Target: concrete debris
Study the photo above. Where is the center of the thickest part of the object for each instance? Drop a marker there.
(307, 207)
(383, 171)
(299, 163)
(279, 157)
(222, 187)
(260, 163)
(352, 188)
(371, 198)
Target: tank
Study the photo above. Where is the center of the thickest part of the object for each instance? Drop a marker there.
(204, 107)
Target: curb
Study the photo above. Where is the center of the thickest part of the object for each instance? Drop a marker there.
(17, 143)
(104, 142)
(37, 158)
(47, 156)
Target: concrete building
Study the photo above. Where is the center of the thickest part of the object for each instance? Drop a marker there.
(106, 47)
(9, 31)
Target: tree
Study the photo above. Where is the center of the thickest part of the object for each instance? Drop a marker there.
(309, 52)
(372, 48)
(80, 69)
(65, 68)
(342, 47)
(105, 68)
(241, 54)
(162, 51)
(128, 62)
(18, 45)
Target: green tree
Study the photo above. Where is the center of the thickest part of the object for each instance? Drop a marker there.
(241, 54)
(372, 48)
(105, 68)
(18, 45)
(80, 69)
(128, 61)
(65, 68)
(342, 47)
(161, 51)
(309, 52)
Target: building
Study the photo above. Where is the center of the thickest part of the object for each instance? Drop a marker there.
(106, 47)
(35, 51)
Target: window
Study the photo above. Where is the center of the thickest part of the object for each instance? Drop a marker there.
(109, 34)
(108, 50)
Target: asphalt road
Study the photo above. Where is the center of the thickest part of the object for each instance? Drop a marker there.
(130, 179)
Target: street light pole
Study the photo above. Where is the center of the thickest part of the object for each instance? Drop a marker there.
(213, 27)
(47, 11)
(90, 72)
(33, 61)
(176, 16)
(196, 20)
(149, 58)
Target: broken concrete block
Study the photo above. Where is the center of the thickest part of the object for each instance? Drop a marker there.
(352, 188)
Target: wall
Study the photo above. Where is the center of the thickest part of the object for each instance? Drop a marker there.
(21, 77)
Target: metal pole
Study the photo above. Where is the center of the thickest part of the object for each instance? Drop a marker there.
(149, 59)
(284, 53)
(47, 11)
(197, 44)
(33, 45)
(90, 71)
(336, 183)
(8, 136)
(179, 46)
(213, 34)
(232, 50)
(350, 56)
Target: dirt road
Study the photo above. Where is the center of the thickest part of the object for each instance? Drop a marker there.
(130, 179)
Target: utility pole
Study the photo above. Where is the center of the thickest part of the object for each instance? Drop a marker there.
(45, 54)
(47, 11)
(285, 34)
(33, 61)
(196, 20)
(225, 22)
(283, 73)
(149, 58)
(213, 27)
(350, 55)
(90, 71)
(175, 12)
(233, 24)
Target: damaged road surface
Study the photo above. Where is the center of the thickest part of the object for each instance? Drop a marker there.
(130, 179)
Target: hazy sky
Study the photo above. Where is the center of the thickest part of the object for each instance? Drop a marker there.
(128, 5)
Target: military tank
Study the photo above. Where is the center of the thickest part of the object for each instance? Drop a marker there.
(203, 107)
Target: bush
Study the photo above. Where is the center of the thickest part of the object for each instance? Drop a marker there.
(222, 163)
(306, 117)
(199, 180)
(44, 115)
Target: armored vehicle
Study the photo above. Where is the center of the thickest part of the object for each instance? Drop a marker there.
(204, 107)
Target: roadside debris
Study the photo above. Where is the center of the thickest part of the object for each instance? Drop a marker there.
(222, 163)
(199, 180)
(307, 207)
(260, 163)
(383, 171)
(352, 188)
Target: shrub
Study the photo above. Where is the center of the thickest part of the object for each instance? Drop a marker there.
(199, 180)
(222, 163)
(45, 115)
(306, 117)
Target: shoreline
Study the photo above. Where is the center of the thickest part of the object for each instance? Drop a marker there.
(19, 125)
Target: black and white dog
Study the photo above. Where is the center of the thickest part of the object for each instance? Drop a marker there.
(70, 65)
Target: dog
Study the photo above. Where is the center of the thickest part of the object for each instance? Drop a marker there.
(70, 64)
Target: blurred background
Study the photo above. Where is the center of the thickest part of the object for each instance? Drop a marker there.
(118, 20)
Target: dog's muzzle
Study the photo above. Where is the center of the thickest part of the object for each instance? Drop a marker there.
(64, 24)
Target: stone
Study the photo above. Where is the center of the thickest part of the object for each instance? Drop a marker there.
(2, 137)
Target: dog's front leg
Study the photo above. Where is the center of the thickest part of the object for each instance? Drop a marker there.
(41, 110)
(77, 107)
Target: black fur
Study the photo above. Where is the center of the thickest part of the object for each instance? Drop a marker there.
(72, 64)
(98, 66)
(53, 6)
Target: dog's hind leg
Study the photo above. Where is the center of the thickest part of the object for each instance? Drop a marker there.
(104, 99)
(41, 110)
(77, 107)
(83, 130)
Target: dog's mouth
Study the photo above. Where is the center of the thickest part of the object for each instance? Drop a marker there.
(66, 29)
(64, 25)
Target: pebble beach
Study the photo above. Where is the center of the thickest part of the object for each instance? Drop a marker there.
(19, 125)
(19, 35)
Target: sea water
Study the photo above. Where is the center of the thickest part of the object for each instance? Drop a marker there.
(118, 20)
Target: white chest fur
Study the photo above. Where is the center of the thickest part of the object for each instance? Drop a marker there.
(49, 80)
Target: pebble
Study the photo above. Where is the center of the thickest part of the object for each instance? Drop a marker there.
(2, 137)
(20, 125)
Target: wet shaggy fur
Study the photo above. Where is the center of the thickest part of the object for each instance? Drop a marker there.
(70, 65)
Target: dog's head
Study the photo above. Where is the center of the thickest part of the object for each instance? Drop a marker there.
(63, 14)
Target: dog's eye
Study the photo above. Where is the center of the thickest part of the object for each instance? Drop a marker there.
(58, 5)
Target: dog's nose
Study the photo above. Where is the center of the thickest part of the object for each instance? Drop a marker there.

══════════════════════════════

> [Do this]: Copy the records above word for word, from the line containing "Target: dog's eye" through the last line of the records.

> [Output for this exercise]:
Target: dog's eye
Study the photo above. Where is the center of the thickest part of the object for each instance? Drop a marker there.
(58, 5)
Target: dog's nose
Study the photo above. Where is the center of the thickest part of the object for each instance? Drop a marker there.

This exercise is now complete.